Segment Start: Source document

Case 39 aims low, misses

Case 39, like many horror movies, relies heavily on the devices and themes of its genre. While some of these are successfully employed, the film’s more prominent feature is the way the normally-frightening, if predictable, conventions it relies on fall flat. The elements in another movie might be dismissed as manipulative — sudden, jarring cuts to horrific images, religious themes and evil children, to name a few — fail to manipulate.

The film follows Emily Jenkins (Renée Zellweger), an overworked social worker who temporarily adopts one of her cases — young Lilith Sullivan (Jodelle Ferland) — after discovering that her parents plan to send her to hell (an endeavour which they approach, quite pragmatically, by digging a hole in their basement, seemingly undisturbed by the metaphysical nature of hell and the fact that their house is at the top of a hill). At first, the girl is shy and loving, but people begin to die and signs point to Lilith’s involvement. We eventually get the impression that we are supposed to become afraid of her.

The problem is that she is not very scary. While evidence suggests that she was somehow involved in the murders, it is always indirectly. A girl who arranges or precipitates a murder may be just as scary to the rational mind as one who commits a murder, but fear is not governed by reason (which partly explains the plot of Case 39). Furthermore, whenever Lilith is on screen, she’s well-behaved and cute. While the “evil children” of other films portray a veneer of innocence concealing an evil soul, Lilith’s childish mannerisms are too convincing to be affected — it’s evil Lilith who appears to be acting. Even when she shocks her guardians with detailed knowledge of their private lives, she seems more a clever, manipulative child than a supernatural being with psychic powers.

Segment End: Source document
Segment Start: Stored data

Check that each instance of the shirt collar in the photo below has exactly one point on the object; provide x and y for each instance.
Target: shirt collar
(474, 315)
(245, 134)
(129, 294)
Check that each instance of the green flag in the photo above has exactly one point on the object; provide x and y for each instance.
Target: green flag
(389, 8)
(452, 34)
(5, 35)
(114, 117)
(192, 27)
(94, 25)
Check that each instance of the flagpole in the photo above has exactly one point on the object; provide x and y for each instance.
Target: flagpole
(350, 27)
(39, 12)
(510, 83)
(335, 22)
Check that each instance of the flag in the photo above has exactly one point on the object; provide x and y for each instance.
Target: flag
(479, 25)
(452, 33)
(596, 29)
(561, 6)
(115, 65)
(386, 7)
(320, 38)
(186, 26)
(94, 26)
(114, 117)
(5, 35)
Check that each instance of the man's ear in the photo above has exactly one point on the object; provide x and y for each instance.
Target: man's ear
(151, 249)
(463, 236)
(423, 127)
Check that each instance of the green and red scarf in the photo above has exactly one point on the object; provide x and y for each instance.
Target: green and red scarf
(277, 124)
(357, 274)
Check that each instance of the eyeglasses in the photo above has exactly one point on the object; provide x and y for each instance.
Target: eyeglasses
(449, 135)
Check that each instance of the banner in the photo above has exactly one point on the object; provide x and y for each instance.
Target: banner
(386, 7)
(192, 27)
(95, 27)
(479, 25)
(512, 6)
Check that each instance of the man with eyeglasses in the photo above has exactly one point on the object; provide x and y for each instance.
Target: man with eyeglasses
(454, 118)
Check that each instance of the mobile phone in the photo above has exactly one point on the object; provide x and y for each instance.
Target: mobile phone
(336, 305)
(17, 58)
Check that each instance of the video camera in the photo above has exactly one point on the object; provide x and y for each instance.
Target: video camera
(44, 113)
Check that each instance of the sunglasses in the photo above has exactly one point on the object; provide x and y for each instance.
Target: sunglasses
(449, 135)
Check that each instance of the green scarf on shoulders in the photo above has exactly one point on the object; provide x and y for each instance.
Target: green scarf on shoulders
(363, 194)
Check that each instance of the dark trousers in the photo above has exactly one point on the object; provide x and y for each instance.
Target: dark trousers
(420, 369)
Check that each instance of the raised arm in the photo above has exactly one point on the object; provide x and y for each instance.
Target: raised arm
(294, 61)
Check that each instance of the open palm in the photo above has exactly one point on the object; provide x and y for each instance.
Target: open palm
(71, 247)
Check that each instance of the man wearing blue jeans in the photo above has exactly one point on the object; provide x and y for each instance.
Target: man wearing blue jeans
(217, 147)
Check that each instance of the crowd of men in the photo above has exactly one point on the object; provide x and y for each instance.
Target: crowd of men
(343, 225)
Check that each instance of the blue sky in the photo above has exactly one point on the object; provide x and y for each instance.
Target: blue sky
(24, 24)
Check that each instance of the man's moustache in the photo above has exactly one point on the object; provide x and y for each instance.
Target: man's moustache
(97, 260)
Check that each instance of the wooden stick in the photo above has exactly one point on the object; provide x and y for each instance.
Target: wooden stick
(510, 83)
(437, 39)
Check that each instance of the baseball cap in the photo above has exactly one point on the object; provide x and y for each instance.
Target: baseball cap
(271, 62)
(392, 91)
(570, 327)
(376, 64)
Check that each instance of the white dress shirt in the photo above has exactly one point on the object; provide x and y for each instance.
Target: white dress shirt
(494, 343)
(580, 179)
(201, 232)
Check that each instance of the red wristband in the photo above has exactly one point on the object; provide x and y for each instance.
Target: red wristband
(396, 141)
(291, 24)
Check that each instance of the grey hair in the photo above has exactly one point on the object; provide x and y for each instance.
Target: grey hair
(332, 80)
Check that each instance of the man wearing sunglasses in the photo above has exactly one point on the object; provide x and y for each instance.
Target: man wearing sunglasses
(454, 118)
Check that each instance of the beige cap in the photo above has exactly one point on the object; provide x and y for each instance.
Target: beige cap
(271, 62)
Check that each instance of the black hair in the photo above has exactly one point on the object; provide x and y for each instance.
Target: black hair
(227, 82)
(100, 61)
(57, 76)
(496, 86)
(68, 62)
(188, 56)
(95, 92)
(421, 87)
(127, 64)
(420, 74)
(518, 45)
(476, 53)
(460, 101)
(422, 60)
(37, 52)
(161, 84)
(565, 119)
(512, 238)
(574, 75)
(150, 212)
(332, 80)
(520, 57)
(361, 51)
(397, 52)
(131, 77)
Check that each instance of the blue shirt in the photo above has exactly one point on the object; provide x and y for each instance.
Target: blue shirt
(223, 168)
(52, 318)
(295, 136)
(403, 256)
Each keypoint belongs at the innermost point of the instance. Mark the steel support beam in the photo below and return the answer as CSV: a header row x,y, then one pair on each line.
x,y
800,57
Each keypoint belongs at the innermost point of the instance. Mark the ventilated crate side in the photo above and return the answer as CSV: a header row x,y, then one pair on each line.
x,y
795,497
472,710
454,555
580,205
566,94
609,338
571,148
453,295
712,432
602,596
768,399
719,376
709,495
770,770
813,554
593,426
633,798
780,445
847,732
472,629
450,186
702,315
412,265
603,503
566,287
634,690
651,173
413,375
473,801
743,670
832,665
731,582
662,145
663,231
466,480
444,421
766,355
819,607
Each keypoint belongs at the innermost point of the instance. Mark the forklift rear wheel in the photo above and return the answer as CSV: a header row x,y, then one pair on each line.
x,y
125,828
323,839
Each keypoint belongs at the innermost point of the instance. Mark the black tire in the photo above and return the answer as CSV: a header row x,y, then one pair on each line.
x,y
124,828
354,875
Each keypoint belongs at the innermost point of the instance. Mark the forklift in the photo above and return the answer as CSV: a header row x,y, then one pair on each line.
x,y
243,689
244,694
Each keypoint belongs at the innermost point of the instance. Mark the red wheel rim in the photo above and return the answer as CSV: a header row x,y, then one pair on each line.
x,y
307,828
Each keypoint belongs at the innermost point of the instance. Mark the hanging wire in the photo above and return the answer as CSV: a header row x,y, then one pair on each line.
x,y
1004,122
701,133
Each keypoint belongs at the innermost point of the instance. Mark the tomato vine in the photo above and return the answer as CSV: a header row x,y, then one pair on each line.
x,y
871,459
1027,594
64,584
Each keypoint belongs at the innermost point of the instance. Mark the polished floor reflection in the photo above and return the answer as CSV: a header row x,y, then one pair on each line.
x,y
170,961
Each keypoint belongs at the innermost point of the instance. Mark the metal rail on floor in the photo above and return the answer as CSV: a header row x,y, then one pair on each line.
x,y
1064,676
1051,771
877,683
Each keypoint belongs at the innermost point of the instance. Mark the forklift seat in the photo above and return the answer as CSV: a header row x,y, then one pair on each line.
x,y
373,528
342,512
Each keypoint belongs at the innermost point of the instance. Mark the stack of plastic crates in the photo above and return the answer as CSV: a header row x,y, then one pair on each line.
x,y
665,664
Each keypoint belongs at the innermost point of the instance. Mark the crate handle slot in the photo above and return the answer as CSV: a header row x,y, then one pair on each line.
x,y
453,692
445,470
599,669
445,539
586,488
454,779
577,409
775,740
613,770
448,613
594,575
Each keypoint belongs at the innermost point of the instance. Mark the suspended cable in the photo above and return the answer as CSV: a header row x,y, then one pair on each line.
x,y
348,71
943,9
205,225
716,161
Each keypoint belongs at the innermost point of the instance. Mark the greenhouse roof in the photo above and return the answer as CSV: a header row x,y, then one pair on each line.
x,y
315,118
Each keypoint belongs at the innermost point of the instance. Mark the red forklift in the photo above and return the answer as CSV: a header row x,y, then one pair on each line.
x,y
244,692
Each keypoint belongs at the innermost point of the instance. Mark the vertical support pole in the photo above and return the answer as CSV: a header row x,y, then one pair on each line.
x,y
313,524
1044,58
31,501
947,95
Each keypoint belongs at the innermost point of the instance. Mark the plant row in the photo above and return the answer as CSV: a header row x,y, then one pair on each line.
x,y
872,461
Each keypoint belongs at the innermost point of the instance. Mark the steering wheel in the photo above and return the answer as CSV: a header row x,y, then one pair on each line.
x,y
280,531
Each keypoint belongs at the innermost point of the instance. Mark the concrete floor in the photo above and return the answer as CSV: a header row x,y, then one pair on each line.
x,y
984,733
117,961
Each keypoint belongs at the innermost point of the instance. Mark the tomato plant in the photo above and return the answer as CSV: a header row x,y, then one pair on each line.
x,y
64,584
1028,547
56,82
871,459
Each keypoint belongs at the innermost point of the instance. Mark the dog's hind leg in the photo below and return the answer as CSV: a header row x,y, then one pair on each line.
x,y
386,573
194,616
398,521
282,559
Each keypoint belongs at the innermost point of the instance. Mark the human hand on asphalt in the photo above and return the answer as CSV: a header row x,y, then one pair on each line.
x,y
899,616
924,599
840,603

Segment End: Stored data

■ **Questions to answer**
1. According to the Case 39 review, what is Emily Jenkins's job?
2. Continue the Case 39 review from its last sentence.

■ **Task answers**
1. She is an overworked social worker.

2.
Lilith’s apparent innocence makes Zellweger’s character more difficult to empathize with. In many horror movies, the protagonist’s struggle with the supernatural is interpreted as mental infirmity. However, the viewer must first be fairly confident in the main character’s mental faculty for this to be effective. This is never the case with Emily Jenkins. She spends the first 30 minutes of the movie smiling incessantly, and in the most inappropriate circumstances, and the rest consulting mental patients. When Lilith comes under suspicion, Jenkins quickly turns against her traumatized ward and doesn’t delay visiting the Sullivans, the parents who tried to bake Lilith in their 1950s oven, in their asylum. She is so easily convinced that she is babysitting evil incarnate that it’s hard not too agree with her friends who dismiss her plight and tell her to get help.

In Case 39, even the most basic and — usually — frustratingly-effective horror device under-performs. Long periods of silence followed by sudden cuts and startling sound are an easy recipe for fright, but they often trigger resentment the same way un-taxable offshore holdings do. That is, they exploit a well-known weakness. This technique was used so frequently in Case 39 that I was able to predict the majority of its occurrences, which severely limited its effect.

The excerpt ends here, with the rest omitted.